Goal of the exercise =>
Arrange the material from the line with "query: curly brown hair" up to and including the line with "[393,110,419,125]" as a two-column CSV headed text and answer, with one row pairing each text with its answer. Put each value in a single quoted field and turn any line breaks into spaces.

Data section =>
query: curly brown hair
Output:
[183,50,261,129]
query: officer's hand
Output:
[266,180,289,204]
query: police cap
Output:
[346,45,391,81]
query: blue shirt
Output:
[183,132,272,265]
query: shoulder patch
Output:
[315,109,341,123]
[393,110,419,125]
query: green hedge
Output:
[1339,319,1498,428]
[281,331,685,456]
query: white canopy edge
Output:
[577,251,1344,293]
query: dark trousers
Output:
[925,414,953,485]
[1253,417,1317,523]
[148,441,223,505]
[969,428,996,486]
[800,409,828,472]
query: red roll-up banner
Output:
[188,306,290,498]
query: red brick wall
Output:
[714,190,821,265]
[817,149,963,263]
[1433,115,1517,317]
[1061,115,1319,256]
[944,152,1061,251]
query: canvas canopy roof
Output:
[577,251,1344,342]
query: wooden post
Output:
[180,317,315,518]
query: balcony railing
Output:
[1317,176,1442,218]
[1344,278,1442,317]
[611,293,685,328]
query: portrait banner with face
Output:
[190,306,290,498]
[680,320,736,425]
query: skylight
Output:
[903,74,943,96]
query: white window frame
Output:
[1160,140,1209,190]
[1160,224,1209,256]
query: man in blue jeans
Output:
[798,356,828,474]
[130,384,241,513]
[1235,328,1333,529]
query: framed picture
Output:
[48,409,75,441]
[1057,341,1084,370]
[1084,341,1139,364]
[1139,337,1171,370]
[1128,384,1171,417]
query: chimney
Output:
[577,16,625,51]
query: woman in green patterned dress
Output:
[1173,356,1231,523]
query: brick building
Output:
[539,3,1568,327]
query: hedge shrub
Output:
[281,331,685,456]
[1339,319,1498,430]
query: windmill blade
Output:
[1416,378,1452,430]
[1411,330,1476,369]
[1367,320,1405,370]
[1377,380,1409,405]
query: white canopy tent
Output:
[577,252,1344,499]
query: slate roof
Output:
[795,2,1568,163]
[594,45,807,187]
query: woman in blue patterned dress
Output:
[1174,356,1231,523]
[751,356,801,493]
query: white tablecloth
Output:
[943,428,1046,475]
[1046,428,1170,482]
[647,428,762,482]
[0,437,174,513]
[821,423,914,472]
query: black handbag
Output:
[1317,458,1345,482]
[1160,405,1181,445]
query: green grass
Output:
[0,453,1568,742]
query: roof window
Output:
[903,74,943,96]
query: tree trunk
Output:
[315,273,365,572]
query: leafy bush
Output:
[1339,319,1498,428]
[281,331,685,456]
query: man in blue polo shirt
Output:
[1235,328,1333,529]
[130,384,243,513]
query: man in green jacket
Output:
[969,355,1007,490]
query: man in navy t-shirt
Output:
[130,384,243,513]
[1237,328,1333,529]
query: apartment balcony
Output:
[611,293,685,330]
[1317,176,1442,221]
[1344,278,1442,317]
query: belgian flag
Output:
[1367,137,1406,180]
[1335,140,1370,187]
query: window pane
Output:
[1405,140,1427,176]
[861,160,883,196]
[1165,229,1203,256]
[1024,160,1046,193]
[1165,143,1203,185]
==
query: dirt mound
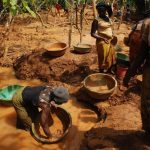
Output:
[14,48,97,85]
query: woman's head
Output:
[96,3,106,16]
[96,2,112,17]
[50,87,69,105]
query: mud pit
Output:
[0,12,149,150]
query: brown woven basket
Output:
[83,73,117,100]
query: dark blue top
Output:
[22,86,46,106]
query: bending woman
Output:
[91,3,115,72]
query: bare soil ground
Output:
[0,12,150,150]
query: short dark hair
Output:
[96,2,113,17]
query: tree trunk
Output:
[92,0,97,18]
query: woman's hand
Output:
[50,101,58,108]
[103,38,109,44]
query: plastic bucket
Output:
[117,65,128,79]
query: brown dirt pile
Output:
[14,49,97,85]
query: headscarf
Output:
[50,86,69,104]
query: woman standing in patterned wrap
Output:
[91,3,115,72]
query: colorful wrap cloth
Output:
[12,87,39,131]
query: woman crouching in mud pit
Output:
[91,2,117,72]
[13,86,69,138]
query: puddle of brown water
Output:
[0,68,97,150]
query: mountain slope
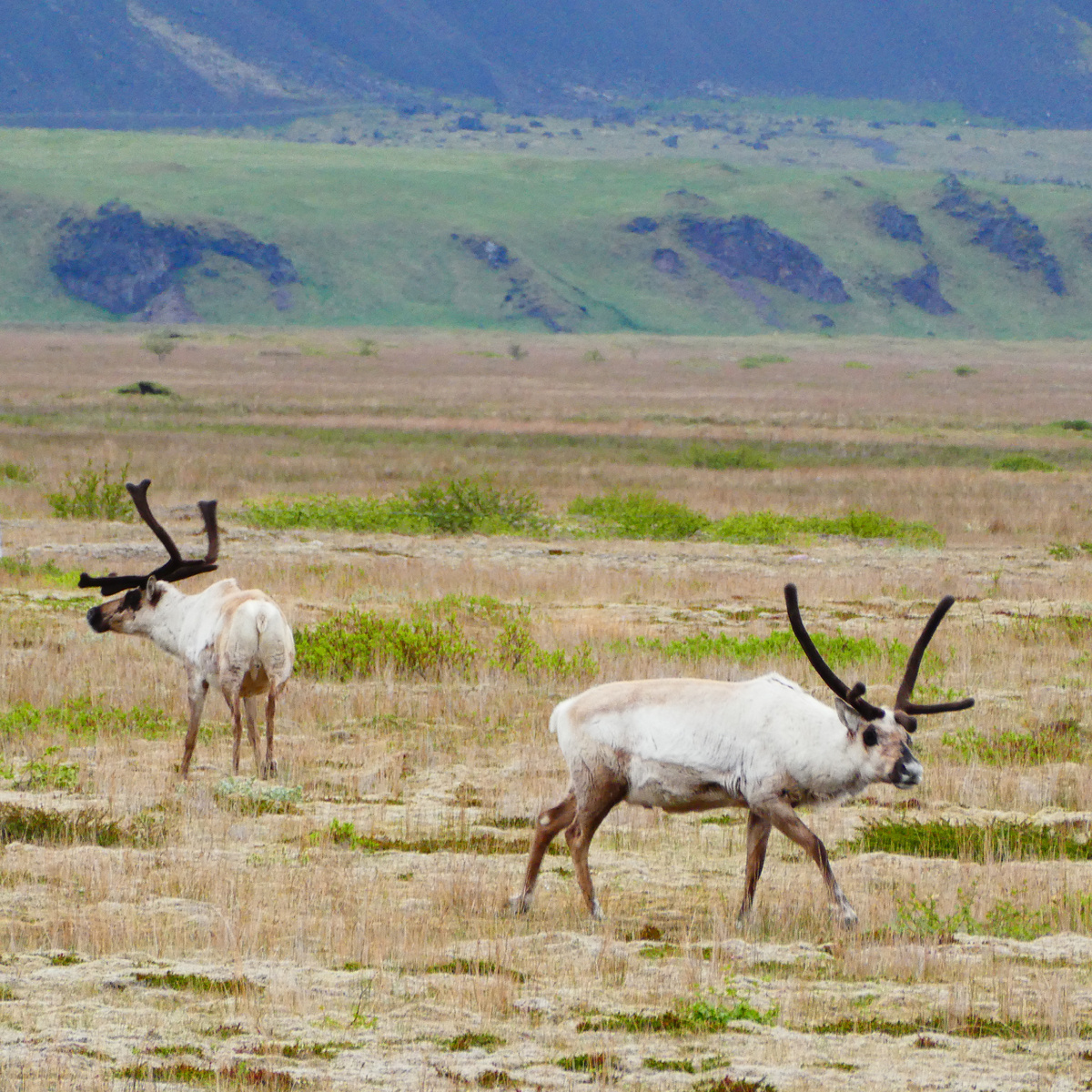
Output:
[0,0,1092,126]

Written response =>
text,answer
"query: curly brown hair Output:","[183,50,261,129]"
"query: officer's hand Output:","[266,180,289,204]"
"query: police cap Output:","[346,45,391,81]"
"query: blue shirt Output:","[183,132,272,265]"
"query: shoulder patch Output:","[315,109,341,123] [393,110,419,125]"